- _INSTRUCTIONS FOR THE TASK_: Will you return each of the entries below, repeating every line unchanged?

Stored records:
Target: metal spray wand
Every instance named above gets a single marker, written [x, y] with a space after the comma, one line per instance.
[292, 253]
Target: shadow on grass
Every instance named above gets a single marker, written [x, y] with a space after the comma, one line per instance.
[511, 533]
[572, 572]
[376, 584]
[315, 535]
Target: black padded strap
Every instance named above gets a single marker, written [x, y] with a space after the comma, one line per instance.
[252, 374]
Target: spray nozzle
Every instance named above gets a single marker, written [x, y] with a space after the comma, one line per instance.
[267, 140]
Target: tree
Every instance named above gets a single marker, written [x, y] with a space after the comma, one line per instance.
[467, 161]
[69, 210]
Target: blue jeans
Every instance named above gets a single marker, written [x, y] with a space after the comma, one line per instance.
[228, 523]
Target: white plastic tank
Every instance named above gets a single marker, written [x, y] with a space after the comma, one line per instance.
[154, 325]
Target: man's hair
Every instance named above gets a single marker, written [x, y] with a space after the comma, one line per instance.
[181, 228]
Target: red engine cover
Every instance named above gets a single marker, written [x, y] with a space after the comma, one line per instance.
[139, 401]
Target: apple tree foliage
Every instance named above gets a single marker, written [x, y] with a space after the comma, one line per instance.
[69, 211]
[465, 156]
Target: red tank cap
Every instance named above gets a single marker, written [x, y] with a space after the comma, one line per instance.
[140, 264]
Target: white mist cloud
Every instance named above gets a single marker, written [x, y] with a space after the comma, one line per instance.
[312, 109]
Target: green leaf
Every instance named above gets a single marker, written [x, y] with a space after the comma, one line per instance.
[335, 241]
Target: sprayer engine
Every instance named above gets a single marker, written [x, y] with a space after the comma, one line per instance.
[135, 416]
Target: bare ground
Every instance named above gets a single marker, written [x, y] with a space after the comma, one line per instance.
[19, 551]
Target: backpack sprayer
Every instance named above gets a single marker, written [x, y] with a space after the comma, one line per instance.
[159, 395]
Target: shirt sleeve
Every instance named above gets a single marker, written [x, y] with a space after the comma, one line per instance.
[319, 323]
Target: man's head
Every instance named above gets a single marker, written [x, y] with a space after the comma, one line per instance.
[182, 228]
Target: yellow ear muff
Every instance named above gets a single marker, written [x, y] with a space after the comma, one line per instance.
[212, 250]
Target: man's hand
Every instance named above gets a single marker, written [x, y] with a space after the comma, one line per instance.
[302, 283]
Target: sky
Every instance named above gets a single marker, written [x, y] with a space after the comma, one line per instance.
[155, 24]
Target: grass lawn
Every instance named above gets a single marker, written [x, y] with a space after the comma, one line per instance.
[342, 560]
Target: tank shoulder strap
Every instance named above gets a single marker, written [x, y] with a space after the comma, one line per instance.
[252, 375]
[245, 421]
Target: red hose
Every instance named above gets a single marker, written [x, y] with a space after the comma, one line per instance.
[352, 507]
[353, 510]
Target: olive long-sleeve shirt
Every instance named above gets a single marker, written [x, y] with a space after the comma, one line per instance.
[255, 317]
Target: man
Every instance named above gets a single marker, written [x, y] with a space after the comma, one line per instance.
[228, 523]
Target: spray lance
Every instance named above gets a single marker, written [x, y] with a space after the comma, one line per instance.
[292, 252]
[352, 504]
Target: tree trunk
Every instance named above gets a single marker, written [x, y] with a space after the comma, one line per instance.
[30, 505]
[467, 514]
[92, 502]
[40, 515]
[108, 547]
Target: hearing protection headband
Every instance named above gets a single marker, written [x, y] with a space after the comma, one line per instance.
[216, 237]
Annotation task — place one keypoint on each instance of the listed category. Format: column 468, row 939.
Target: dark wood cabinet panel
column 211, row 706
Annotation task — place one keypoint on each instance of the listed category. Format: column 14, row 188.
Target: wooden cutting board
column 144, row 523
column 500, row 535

- _FULL SOLUTION_:
Target: metal spray wand
Every instance named above gets a single marker, written [x, y] with a space after the comma, one line per instance.
[292, 253]
Target: shadow on grass
Every instance named above gets a single marker, written [x, y] with a space after the comma, one line per instance.
[511, 533]
[572, 572]
[376, 584]
[315, 535]
Target: black padded strap
Every instance named above gets a single marker, written [x, y] with a space after the comma, one line per instance.
[252, 374]
Target: spray nozzle
Every instance named above gets a single marker, written [x, y] with a space after the comma, one line per instance.
[267, 140]
Target: tree
Every instance named above gets a single marker, written [x, y] with a space after the comma, one line per instance.
[467, 161]
[69, 210]
Target: blue jeans
Every instance named above gets a single marker, written [x, y] with a space after the comma, one line per instance.
[228, 523]
Target: white plastic tank
Every instance named above gets a single marker, written [x, y] with a space after the comma, one line per instance.
[154, 325]
Target: man's hair
Every instance named above gets a single marker, written [x, y] with a space after the comma, one line per instance.
[181, 228]
Target: red engine cover
Every instance named above gets a single marker, written [x, y] with a space after the comma, one line per instance.
[139, 401]
Target: apple tree foliage
Every instance named above gets a single marker, written [x, y] with a space after the comma, one line per instance.
[69, 211]
[465, 156]
Target: red tank cap
Every instance named above gets a single marker, written [x, y] with a space after the comma, one line per instance.
[140, 264]
Target: white mist cloud
Every instance named above gets a single marker, written [x, y] with a space after the comma, one line per instance.
[312, 109]
Target: green leaf
Every instance named above gets a single marker, written [x, y] with a space after the comma, one line per instance.
[335, 241]
Target: sprayer engine
Every instance named above gets a single marker, written [x, y] with a space after the comma, one line per instance.
[135, 416]
Target: bare ground
Every instance named above gets a single marker, written [x, y] with a space after the comma, one line per instance.
[19, 551]
Target: backpack sprayer
Every instance named above gets a single marker, written [x, y] with a space after the comma, one line per instance.
[159, 395]
Target: shirt sleeve
Every instance named above gets a single marker, written [x, y] with a space after the comma, one line per instance.
[319, 323]
Target: man's head
Every instance named above gets a single marker, written [x, y] with a space after the comma, one line per instance.
[182, 228]
Target: yellow ear muff
Every instance named above gets a single marker, written [x, y] with a space after the comma, one line per instance.
[212, 250]
Target: man's hand
Every instance named above gets a single marker, written [x, y] with a space after the comma, one line per instance.
[302, 283]
Target: sky
Every instance named above gets a single marker, written [x, y] with a space after the comma, one line per instance.
[155, 24]
Target: grass lawn
Every instance named above gets a single marker, written [x, y] with a space after the comma, one line per instance.
[342, 560]
Target: tank shoulder strap
Every instance named above gets a single marker, written [x, y] with a space after the comma, one line per instance.
[252, 375]
[245, 421]
Target: red hose
Every instance named above gets a single marker, written [x, y] with a space after the comma, one line per instance.
[352, 507]
[353, 510]
Target: olive long-sleeve shirt
Every instance named above gets a single marker, written [x, y] with a space after the comma, one line per instance.
[255, 317]
Target: man
Every instance named above gets a single marker, written [x, y] with a space after the comma, one line per instance.
[228, 523]
Target: spray lance
Every instance named above gets a single marker, written [x, y] with a space after the comma, one line per instance.
[292, 252]
[352, 504]
Target: tree trunk
Every instance named above gets a single marker, written [x, y] with a space after the comma, one line per instance.
[30, 505]
[467, 514]
[92, 502]
[40, 515]
[108, 547]
Target: hearing protection headband
Every instance named above gets a single marker, written [x, y] with a space after the comma, one line per instance.
[216, 237]
Annotation task — place one keypoint on each instance of the listed category. Format: column 468, row 939.
Target: dark wood cabinet panel
column 211, row 706
Annotation task — place one keypoint on each instance of the listed category. Format: column 14, row 188.
Target: wooden cutting board
column 144, row 523
column 500, row 535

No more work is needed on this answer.